▸ **Document segment**:
Elsewhere: [New York Magazine] 9/11 Encyclopedia: Xenophobia.

What Makes a Good Person?

Recently, Erica Bartle wrote about her Christian angst on Girl with a Satchel.

She said her “newfound sensibility” has made her “hyper-sensitive” to all that is wrong in the world. “Why can’t everything just be nice and Christian?!” she bemoans.

I wrote in response in the comments section that I don’t think what she’s experiencing is an exclusively faith (in the religious sense of the world; I’m an agnostic, yet I still believe in a higher power of some kind and that all things that are meant to be will eventuate. I know atheists who, like George Michael, have faith.) -based problem.

Last week, a former colleague and Facebook friend wrote an anti-refugee status along the lines of “fuck off, we’re full”. Classy. I commented, saying that as the “lucky country”, we should be extending our resources and welcoming asylum seekers with open arms, as they have a legal right to seek asylum in whichever country they can gain access to which is safer than their own. To cut a long story short, a shitstorm ensued, and bigoted bogans far and wide chimed in to berate me and asylum seekers alike.

▸ **Directive**: Condense the paragraph of the post on what makes a good person that begins "Last week, a former colleague" into a short bulleted list that keeps its main facts. Work from the text alone.

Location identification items
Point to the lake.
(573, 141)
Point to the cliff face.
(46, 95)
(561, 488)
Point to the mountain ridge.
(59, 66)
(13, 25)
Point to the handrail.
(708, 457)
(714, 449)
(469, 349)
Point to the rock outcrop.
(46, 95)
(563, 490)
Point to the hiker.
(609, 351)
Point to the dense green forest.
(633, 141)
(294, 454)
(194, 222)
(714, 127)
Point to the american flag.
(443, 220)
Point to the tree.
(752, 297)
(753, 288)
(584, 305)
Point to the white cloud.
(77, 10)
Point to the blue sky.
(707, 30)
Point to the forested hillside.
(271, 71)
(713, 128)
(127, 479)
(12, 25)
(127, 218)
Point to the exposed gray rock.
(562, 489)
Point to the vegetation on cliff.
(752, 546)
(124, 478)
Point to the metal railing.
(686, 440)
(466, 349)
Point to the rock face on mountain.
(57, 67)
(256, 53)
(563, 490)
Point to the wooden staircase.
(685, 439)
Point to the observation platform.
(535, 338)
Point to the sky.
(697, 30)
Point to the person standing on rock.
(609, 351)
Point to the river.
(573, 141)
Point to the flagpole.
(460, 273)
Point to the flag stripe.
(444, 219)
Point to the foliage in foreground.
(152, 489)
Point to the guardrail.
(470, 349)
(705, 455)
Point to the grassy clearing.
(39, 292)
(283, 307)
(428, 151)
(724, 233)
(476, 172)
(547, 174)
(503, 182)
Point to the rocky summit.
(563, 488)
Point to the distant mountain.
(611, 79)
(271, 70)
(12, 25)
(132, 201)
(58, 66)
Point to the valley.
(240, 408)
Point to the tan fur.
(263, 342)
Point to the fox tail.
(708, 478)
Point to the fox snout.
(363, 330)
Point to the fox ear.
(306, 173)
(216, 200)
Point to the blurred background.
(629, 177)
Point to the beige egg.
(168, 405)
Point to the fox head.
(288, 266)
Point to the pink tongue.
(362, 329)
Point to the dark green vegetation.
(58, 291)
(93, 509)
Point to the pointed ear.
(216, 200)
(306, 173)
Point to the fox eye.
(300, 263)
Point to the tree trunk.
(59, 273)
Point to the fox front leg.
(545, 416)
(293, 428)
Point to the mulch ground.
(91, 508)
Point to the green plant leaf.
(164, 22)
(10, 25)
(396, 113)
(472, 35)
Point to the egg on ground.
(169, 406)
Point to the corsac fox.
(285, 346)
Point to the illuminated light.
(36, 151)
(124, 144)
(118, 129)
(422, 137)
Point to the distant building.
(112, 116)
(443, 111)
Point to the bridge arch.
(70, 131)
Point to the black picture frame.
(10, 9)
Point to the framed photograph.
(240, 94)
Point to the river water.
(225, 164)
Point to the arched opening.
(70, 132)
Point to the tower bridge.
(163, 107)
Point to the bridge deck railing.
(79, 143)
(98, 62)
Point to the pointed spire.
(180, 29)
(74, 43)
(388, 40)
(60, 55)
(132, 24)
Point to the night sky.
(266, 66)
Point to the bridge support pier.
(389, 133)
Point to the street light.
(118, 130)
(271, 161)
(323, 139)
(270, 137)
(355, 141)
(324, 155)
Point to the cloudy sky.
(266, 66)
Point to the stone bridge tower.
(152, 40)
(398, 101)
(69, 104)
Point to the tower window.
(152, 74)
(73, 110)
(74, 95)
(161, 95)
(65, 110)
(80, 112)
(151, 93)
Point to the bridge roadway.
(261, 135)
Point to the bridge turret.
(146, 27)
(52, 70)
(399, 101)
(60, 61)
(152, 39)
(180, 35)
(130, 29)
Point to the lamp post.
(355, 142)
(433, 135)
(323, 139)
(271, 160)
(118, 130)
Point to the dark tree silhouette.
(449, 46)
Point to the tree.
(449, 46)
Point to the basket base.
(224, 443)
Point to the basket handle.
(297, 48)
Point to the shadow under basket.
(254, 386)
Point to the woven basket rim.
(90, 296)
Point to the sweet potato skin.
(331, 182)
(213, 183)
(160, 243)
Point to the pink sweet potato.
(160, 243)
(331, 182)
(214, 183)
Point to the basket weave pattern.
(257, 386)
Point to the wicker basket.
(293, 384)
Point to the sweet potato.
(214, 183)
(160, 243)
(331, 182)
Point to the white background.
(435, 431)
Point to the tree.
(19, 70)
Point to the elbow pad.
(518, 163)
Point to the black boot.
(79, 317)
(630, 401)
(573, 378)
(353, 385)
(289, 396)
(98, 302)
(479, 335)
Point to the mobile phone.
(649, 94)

▸ **Solution to this problem**:
- Last week, a former colleague and Facebook friend posted an anti-refugee status that amounted to "go away, we're full."
- I replied that, as the "lucky country," we should share our resources and welcome asylum seekers, who have a legal right to seek asylum in any country they can reach that is safer than their own.
- A furious backlash followed, with bigoted bogans from far and wide attacking both me and asylum seekers.